**Текст для чтения:**
_ _ _ _

Надо сказать, поручение отца Боэмунд выполнил отлично. Высадившись неподалеку от Авкалона, он сумел создать панику в стане греков и без труда захватил город и остров, умело используя «пятую колонну» — своих тайных приверженцев в византийском лагере. После этого Боэмунд сушей отправился к городу Диррахий, пока его отец плыл туда же по морю[195].
В свою очередь, покидая столицу, Комнин практически не задумывался над тем, кому оставить управление Римским государством. Для него существовала только одна фигура возможного «соимператора» — мать Анна Далассина. И в хрисовуле Алексея I, изданном в 1081 г., проявляется вся нежность сыновней любви к матери. Он писал: «Никто не может сравниться с добросердечной и чадолюбивой матерью, и нет защиты надежнее ее. Если она советует, совет ее надежен, если она молится, ее молитвы становятся опорой для детей и необоримыми стражами. В наших разделенных телах видна единая душа, которая милостью Христа сохраняется нераздельной и поныне. Я нашел надежнейший оплот самодержавия и решил поручить управление всеми делами моей святочтимой и достойнейшей матери. Пусть все ее распоряжения будут иметь такую же незыблемую силу, как если бы они исходили от светлой власти моей царственности, и написанное имело источником мои собственные слова»[196].

_ _ _ _

**Задание 1:**
Ответьте на три вопроса по отрывку об Алексее Комнине:
(a) К какому городу Боэмунд отправился сушей?
(b) Кому Комнин решил поручить управление государством?
(c) В каком году был издан хрисовул Алексея I?
**Задание 2:**
Продолжите отрывок об Алексее Комнине одним абзацем, начав сразу после его последнего предложения.

_ _ _ _

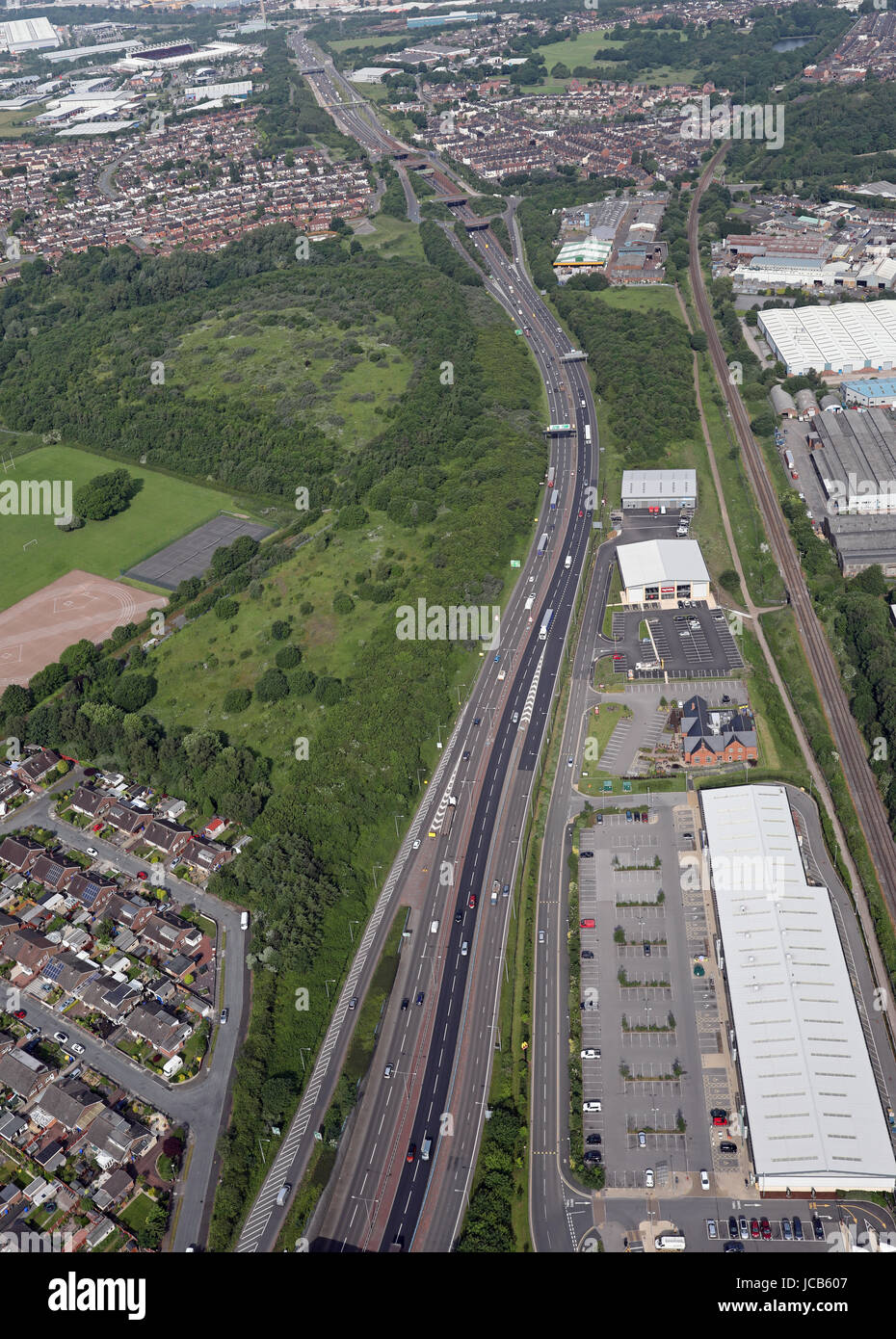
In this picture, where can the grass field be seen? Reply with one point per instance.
(165, 509)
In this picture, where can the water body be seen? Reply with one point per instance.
(792, 43)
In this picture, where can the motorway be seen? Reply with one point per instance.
(442, 1047)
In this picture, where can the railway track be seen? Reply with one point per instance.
(844, 730)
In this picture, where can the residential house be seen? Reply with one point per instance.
(205, 855)
(23, 1074)
(68, 971)
(92, 802)
(711, 735)
(37, 768)
(52, 872)
(30, 951)
(92, 892)
(124, 820)
(171, 933)
(116, 1140)
(20, 852)
(130, 912)
(167, 837)
(113, 999)
(154, 1025)
(69, 1102)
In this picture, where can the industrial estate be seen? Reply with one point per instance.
(448, 649)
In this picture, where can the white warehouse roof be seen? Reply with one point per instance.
(813, 1109)
(661, 560)
(840, 339)
(659, 484)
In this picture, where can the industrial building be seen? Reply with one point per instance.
(658, 573)
(840, 339)
(856, 462)
(658, 489)
(872, 392)
(27, 35)
(812, 1108)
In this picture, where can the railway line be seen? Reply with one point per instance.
(848, 741)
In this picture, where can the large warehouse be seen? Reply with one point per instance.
(847, 337)
(659, 487)
(856, 460)
(813, 1112)
(658, 573)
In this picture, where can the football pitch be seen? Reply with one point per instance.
(165, 509)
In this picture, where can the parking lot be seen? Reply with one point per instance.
(643, 1009)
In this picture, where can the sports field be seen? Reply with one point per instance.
(37, 629)
(164, 511)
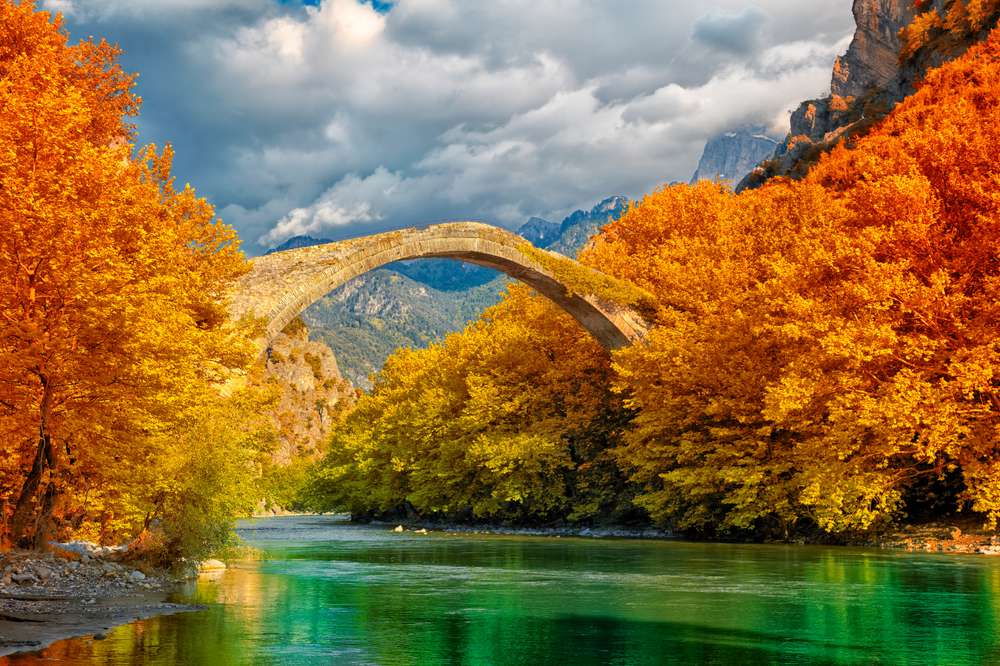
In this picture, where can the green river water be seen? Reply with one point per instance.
(335, 593)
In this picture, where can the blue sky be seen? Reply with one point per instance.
(341, 117)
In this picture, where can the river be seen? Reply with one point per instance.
(331, 592)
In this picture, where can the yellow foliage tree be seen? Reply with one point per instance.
(509, 420)
(827, 347)
(112, 281)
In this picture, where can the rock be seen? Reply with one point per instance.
(867, 83)
(539, 232)
(732, 155)
(212, 565)
(872, 60)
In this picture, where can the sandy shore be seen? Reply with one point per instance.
(44, 598)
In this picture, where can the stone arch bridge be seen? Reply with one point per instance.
(280, 286)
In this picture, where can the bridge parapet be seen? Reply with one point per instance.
(280, 286)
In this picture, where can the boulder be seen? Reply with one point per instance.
(212, 565)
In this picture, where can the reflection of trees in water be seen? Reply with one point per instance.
(387, 599)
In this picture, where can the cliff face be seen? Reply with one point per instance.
(872, 60)
(310, 391)
(539, 232)
(732, 155)
(868, 81)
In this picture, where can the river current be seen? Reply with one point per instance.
(330, 592)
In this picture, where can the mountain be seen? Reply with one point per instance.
(732, 155)
(581, 226)
(413, 303)
(541, 233)
(368, 318)
(296, 242)
(879, 70)
(309, 391)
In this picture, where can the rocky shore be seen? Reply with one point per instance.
(966, 538)
(74, 591)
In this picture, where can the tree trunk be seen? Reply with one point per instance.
(22, 525)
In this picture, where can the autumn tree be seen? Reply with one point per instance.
(826, 348)
(509, 420)
(113, 280)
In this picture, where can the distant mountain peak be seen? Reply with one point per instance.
(733, 154)
(539, 232)
(296, 242)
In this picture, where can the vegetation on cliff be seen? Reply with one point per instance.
(825, 356)
(112, 336)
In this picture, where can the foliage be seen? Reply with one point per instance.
(825, 345)
(112, 285)
(948, 30)
(505, 421)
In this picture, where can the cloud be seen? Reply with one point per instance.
(337, 118)
(739, 32)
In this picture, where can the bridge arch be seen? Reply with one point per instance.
(280, 286)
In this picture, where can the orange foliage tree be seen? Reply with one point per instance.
(111, 281)
(828, 348)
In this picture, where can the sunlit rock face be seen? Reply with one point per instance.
(868, 81)
(310, 391)
(732, 155)
(872, 61)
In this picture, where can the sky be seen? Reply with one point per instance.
(337, 118)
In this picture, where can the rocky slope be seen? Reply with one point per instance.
(310, 390)
(867, 82)
(732, 155)
(539, 232)
(412, 303)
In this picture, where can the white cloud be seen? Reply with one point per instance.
(338, 119)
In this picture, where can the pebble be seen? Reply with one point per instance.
(212, 565)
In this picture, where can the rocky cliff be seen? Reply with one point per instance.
(416, 302)
(878, 71)
(732, 155)
(539, 232)
(310, 390)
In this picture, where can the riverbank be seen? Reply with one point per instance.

_ _ _ _

**Ответ 1:**
(a) К Диррахию.
(b) Своей матери Анне Далассине.
(c) В 1081 г.

**Ответ 2:**
Между тем норманны 17 июня 1081 г. уже осадили крепость Диррахий, гарнизоном которой командовал верный императору храбрый полководец Георгий Палеолог, и следовало скорее спешить ему на помощь. К слову сказать, это был первый неприятный сюрприз для Гвискара, который предпринял немало усилий для того, чтобы перекупить прежнего коменданта гарнизона Георгия Мономохата. Увы, буквально перед самым вторжением норманнов император сменил того на молодого, но верного ему Палеолога, который к тому же приходился царю дальним родственником.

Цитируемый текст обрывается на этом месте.